**Text for analysis**.

···

We are very sad about the passing of Helga Pollak-Kinsky (1930–2020) with whom we had the privilege to collaborate through our project KISS. We stay inspired by the remarkable trust she had in people, despite everything she went through. The strength of Helga Pollak-Kinsky to share the stories of Nazi prosecution will not be forgotten.
Back to Vienna – Body Adaptations, 2016/2020
Location and duration: Three large-format posters in the inner courtyard of Museumsquartier, 1070 Vienna, July 2 until August 9, 2020. The entire nine-part series was published as an artist’s insert in Augustin, no. 509 (July 1, 2020).
The diverse practice of Johanna Tinzl (b. Innsbruck in 1976, lives and works in Vienna), which employs a variety of mediums, is based on a sensitive and often collaborative examination of particular histories, which she connects to collective memories and to politically driven processes of representation. By doing so, she makes visible the infiltration of the political into every body and into everyday life. Using both fictional and documentary approaches and embracing polyphony, her work constantly rereads and contradicts monolithic fabrications of history.

···

**Input data**.

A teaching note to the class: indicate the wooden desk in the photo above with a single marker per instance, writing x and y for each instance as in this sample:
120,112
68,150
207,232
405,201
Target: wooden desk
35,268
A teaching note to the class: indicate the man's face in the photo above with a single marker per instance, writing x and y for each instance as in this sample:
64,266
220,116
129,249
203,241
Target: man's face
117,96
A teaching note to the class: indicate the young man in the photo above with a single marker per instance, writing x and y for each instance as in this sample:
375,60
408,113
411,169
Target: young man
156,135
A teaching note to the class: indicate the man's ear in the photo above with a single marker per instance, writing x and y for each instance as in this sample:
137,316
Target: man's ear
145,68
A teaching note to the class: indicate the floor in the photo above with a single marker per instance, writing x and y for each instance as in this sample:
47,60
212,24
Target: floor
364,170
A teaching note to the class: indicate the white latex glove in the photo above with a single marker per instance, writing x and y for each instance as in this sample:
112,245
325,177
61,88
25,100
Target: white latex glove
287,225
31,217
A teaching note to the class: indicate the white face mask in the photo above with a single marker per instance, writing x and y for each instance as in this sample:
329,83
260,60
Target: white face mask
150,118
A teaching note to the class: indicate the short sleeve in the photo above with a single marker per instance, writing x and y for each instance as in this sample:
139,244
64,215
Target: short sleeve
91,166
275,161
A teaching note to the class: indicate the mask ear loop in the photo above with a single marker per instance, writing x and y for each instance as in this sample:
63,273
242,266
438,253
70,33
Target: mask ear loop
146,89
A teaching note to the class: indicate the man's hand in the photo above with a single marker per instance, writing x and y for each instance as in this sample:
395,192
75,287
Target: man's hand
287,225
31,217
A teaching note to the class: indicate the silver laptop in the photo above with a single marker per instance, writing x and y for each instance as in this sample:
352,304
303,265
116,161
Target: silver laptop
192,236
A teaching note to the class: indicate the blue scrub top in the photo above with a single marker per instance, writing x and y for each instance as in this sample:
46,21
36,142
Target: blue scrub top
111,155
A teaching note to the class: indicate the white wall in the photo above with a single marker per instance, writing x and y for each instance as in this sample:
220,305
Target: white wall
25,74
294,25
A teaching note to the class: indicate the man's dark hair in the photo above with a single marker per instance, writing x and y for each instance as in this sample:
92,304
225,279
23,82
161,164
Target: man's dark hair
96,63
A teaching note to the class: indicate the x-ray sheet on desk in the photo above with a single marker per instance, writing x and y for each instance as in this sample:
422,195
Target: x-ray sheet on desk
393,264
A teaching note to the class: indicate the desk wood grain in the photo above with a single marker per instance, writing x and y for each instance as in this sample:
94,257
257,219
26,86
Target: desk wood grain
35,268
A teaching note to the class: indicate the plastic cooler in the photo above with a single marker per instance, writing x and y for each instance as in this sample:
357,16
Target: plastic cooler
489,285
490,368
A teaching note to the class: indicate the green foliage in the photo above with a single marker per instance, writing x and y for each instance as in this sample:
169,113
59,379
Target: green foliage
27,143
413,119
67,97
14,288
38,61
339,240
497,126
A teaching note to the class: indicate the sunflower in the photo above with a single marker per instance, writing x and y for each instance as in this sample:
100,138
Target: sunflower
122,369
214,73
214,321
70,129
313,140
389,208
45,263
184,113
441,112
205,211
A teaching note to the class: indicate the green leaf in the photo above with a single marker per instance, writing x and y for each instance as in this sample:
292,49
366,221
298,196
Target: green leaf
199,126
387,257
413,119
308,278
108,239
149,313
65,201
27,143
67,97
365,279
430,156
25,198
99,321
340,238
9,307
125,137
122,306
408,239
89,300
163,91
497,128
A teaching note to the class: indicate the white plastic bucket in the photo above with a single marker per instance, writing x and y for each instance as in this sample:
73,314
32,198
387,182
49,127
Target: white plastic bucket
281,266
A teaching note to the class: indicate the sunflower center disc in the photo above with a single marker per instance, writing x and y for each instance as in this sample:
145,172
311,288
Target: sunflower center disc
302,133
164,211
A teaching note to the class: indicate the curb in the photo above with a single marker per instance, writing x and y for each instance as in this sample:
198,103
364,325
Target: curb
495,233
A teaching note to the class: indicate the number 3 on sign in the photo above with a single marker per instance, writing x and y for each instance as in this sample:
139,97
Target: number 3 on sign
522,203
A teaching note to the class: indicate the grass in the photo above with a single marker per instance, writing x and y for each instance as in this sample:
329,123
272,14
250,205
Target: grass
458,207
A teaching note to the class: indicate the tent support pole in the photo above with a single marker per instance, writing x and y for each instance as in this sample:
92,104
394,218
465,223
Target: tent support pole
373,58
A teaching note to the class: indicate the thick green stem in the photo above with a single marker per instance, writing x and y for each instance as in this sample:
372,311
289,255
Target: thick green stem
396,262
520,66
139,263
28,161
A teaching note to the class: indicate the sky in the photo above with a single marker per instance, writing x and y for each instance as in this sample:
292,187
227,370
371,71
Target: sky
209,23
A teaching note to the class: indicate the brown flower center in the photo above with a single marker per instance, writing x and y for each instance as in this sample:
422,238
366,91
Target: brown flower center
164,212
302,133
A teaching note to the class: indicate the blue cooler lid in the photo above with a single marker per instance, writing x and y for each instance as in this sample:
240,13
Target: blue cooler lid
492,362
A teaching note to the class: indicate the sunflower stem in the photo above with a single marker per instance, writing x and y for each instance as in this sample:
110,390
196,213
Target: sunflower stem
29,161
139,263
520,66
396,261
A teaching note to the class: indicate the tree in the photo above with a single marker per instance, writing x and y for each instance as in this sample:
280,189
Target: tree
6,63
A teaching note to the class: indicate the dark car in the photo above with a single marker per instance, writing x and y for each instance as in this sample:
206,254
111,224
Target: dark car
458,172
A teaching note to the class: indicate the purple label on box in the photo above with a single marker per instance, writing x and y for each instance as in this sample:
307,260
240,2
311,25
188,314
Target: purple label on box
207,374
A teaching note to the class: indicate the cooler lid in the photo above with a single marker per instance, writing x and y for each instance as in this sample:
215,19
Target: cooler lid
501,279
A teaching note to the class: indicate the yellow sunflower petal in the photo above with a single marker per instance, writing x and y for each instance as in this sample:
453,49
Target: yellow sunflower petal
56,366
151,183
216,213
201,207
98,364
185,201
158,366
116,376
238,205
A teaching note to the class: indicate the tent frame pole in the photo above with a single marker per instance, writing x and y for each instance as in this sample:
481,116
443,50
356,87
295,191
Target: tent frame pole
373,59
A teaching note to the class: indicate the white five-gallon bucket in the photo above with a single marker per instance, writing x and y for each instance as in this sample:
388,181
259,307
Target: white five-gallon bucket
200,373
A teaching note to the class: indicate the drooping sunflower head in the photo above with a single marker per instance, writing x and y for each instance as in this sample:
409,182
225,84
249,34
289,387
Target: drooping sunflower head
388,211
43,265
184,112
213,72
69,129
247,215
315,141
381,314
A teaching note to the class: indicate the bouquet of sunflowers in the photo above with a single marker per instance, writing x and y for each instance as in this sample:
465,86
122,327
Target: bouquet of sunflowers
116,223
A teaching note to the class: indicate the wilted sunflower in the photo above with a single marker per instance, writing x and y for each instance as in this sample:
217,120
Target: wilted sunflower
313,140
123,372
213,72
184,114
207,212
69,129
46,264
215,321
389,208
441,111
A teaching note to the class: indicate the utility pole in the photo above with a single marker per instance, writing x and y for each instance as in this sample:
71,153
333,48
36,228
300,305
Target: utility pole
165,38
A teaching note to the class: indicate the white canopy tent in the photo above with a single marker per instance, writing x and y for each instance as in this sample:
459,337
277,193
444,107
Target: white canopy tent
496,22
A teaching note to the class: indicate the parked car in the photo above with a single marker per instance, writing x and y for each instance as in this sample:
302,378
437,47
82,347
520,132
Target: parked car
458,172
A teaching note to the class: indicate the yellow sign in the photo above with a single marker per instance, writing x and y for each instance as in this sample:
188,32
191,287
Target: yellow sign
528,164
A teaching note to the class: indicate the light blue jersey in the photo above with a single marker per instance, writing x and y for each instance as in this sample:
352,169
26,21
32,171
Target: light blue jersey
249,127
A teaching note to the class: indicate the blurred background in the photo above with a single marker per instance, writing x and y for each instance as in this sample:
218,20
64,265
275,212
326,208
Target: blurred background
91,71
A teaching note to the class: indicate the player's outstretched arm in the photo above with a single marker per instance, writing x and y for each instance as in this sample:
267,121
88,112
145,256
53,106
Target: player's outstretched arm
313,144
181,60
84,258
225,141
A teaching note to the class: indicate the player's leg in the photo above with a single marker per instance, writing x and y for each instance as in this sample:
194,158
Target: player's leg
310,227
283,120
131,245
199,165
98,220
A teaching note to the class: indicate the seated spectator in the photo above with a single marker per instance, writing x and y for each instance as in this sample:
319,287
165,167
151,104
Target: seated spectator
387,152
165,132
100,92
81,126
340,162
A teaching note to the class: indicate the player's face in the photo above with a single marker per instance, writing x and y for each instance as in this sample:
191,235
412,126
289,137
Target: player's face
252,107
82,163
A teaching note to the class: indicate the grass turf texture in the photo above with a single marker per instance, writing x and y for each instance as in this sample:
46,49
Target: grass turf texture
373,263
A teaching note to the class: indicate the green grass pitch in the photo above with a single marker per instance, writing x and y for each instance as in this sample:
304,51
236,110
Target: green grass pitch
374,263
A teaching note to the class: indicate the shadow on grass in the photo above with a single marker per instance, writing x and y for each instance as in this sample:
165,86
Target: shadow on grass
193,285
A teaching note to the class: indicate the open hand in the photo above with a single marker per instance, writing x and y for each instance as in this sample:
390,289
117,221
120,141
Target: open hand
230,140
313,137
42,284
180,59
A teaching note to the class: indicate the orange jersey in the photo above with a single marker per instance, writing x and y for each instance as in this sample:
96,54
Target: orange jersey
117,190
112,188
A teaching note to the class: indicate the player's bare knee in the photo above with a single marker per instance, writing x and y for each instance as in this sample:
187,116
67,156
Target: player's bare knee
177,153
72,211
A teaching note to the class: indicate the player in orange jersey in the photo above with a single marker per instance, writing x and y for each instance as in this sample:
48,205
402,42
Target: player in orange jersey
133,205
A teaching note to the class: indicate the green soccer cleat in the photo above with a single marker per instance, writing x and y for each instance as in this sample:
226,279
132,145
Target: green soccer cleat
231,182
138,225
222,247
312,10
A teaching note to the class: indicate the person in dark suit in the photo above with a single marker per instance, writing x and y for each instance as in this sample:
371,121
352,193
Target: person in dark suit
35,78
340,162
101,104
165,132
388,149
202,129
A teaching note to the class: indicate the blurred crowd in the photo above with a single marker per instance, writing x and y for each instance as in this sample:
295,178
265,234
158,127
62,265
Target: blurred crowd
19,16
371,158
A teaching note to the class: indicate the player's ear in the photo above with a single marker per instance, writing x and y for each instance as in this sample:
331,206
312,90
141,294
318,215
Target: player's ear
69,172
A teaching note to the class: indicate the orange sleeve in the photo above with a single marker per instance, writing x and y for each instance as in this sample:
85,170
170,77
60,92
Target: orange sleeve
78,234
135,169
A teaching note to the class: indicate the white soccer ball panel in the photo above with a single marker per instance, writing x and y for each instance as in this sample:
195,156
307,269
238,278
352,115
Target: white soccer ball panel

···

**Tasks**.
1. Translate this sentence from the exhibition text into Spanish: "By doing so, she makes visible the infiltration of the political into every body and into everyday life."
2. Rewrite the paragraph of the exhibition text that begins "The diverse practice of Johanna Tinzl" as a bulleted list, keeping its main facts.
This data comes from a source unrelated to the exhibition text.

**Outputs in order**.
1. Al hacerlo, hace visible la infiltración de lo político en cada cuerpo y en la vida cotidiana.

2.
- Johanna Tinzl was born in Innsbruck in 1976 and lives and works in Vienna.
- Her practice uses a variety of mediums.
- It rests on a sensitive, often collaborative examination of particular histories, which she connects to collective memories and political processes of representation.
- Her work makes visible how the political infiltrates every body and everyday life.
- She uses fictional and documentary approaches and embraces polyphony.
- Her work rereads and contradicts monolithic fabrications of history.